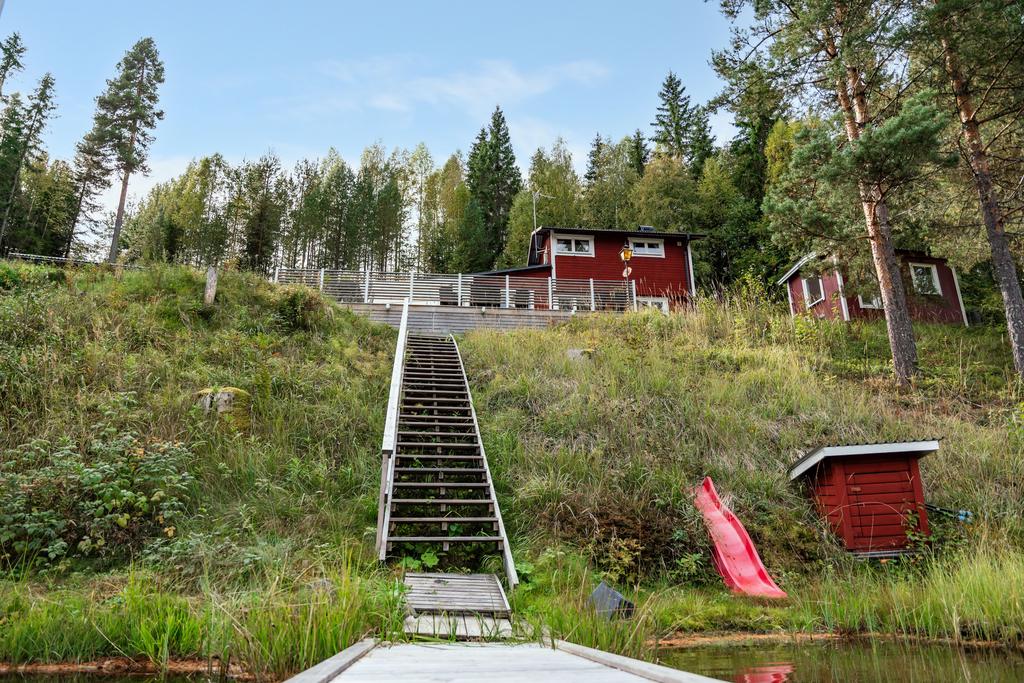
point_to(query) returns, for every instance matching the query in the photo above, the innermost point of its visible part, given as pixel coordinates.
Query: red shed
(869, 493)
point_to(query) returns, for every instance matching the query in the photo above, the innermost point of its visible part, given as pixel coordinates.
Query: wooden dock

◆ **Exercise**
Reproduce all of the material above word for word, leaving out the pictures.

◆ **Task response**
point_to(query) returns, for every instance matching the query in the photo above, the innermost point of its visible part, given as pixel coordinates.
Query: red shed
(869, 493)
point_to(query) returns, for every instance matching the query in the photo above, the innermost point of its visible part, given as pixel coordinates.
Query: wooden dock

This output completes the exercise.